--- Supplied text Enclosed Below ---

The Federal Emergency Management Agency (FEMA) has granted $1.2 billion to help New York City hospitals, Senator Majority Leader Chuck Schumer of New York announced at a news briefing with Mayor Eric Adams and US Representative Ritchie Torres of South Bronx.
But as he stood outside the NYC Health and Hospitals Bellevue Medical Center in Manhattan, Schumer criticized the federal agency for its slowness in delivering the funds.
“Today, I am saying to FEMA, no more delays,” Schumer said. “When the city applies for relief money for Omicron, we can’t wait another two years. We need the money now.
“We have already told FEMA, get the new money out immediately so our hospitals can do the job they are meant to do,” he said. “The delays we had are unacceptable, both on the public side and the private side, and we’re not going to tolerate that again.”

--- End of Enclosed Supplied text ---

• [Work instruction]: Condense the paragraph of the hospital funding text above that begins "The Federal Emergency Management Agency" into one shorter sentence that keeps its main facts.

--- Data excerpts Enclosed Below ---

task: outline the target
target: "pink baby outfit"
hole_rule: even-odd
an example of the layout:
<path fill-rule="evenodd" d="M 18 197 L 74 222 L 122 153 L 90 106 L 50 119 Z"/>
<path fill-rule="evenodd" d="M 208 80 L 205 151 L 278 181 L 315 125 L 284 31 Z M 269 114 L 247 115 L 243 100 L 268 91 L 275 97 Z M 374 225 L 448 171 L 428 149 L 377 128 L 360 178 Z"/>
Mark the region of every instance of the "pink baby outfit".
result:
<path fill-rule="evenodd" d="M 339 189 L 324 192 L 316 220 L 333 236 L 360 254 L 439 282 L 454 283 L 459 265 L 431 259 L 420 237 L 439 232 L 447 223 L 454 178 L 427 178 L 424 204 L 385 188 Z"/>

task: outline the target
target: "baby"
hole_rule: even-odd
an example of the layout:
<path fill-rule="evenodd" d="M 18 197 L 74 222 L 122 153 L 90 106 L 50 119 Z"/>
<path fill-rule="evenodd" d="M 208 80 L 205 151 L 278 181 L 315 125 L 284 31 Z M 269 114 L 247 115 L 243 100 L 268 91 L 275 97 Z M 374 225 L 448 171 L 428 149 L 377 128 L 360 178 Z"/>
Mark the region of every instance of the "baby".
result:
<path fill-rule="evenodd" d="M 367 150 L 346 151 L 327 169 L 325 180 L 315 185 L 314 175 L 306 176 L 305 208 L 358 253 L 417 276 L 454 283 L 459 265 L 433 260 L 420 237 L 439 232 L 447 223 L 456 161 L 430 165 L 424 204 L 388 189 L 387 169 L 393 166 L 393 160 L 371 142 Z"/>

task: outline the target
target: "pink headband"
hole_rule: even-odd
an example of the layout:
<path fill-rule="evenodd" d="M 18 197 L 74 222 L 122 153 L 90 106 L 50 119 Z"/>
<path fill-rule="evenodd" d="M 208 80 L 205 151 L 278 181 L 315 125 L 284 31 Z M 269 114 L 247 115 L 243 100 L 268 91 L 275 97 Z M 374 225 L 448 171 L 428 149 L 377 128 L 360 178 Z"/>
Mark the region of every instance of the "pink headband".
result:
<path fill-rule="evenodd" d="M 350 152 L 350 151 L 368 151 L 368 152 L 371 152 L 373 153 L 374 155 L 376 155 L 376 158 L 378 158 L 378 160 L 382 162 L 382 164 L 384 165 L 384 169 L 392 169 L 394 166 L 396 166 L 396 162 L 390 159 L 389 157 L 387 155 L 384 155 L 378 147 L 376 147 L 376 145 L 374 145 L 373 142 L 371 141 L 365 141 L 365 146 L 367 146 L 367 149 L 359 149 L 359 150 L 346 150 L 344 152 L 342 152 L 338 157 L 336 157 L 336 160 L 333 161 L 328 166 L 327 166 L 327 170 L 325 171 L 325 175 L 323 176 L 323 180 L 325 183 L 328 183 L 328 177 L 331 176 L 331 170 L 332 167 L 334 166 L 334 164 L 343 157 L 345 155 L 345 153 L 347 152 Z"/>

--- End of Enclosed Data excerpts ---

• [Solved problem]: Chuck Schumer of New York announced at a news briefing with Mayor Eric Adams and US Representative Ritchie Torres of South Bronx that FEMA has granted $1.2 billion to help New York City hospitals.